**AIM**: Show every line of the records below that contains the word "weathered".
** BEGIN STORED RECORDS **
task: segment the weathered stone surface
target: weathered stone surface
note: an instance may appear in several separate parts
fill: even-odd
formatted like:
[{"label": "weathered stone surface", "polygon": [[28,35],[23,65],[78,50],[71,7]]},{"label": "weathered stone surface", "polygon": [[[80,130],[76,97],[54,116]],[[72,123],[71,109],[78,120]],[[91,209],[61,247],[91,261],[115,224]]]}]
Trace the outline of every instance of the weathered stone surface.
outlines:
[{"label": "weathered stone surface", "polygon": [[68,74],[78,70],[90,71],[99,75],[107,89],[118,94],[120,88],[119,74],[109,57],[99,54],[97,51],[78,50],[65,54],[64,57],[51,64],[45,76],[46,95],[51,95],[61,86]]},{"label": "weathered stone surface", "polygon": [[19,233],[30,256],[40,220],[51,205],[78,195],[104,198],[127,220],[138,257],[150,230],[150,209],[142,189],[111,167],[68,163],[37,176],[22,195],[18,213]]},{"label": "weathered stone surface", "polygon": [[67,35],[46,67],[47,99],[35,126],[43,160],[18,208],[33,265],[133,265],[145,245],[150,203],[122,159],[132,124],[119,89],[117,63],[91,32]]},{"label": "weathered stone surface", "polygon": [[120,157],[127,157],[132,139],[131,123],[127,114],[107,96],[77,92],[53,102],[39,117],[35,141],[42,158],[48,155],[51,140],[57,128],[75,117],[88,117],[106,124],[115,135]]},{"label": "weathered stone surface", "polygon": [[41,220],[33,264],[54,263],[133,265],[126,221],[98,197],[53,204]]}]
** END STORED RECORDS **
**THE ANSWER**:
task: segment the weathered stone surface
target: weathered stone surface
[{"label": "weathered stone surface", "polygon": [[28,35],[23,65],[78,50],[71,7]]},{"label": "weathered stone surface", "polygon": [[[80,130],[76,97],[54,116]],[[72,123],[71,109],[78,120]],[[91,209],[61,247],[91,261],[115,224]]]}]
Trace the outline of every instance of the weathered stone surface.
[{"label": "weathered stone surface", "polygon": [[68,74],[78,70],[90,71],[99,75],[107,89],[118,94],[120,88],[119,74],[109,57],[99,54],[97,51],[78,50],[65,54],[64,57],[51,64],[45,76],[46,95],[51,95],[61,86]]},{"label": "weathered stone surface", "polygon": [[19,233],[30,256],[40,220],[51,205],[78,195],[104,198],[127,220],[138,257],[150,230],[150,209],[142,189],[111,167],[68,163],[37,176],[22,195],[18,213]]},{"label": "weathered stone surface", "polygon": [[67,35],[46,67],[47,99],[35,126],[43,160],[18,208],[33,265],[133,265],[145,245],[150,203],[122,159],[132,124],[119,89],[117,63],[91,32]]},{"label": "weathered stone surface", "polygon": [[120,157],[127,157],[132,139],[131,123],[127,114],[107,96],[77,92],[53,102],[39,117],[35,141],[42,158],[48,155],[51,140],[57,128],[75,117],[88,117],[106,124],[115,135]]},{"label": "weathered stone surface", "polygon": [[41,220],[33,264],[54,263],[133,265],[126,221],[98,197],[53,204]]}]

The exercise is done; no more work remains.